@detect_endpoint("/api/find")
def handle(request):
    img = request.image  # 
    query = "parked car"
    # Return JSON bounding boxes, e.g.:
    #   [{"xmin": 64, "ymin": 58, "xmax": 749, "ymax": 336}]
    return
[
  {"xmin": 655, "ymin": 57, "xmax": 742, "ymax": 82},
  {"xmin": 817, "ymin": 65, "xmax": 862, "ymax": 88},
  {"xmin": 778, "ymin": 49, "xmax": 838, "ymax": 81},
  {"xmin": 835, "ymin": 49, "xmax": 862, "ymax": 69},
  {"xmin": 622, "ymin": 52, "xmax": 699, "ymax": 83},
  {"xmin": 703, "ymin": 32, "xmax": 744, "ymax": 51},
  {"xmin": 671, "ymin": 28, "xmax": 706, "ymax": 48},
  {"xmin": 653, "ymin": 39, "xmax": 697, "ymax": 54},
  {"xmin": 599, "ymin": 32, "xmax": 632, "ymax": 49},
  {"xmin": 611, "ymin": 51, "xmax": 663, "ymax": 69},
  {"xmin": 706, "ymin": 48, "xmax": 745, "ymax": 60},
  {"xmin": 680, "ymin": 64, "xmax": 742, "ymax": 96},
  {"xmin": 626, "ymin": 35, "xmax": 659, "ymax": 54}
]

WHAT TO DO: Update the lines above by changing "parked car" to "parked vehicle" wherever it occurs. Leave everything else untouched.

ANSWER TO THE EXERCISE:
@detect_endpoint("/api/find")
def handle(request):
    img = request.image  # 
    query = "parked vehicle"
    # Return JSON bounding boxes, e.g.:
    #   [{"xmin": 64, "ymin": 58, "xmax": 749, "ymax": 336}]
    return
[
  {"xmin": 655, "ymin": 57, "xmax": 742, "ymax": 82},
  {"xmin": 817, "ymin": 65, "xmax": 862, "ymax": 88},
  {"xmin": 778, "ymin": 49, "xmax": 838, "ymax": 81},
  {"xmin": 835, "ymin": 49, "xmax": 862, "ymax": 69},
  {"xmin": 622, "ymin": 52, "xmax": 699, "ymax": 83},
  {"xmin": 703, "ymin": 32, "xmax": 744, "ymax": 51},
  {"xmin": 671, "ymin": 28, "xmax": 706, "ymax": 48},
  {"xmin": 653, "ymin": 39, "xmax": 697, "ymax": 54},
  {"xmin": 599, "ymin": 32, "xmax": 632, "ymax": 49},
  {"xmin": 611, "ymin": 51, "xmax": 663, "ymax": 69},
  {"xmin": 706, "ymin": 48, "xmax": 745, "ymax": 60},
  {"xmin": 680, "ymin": 64, "xmax": 742, "ymax": 96},
  {"xmin": 626, "ymin": 35, "xmax": 659, "ymax": 54}
]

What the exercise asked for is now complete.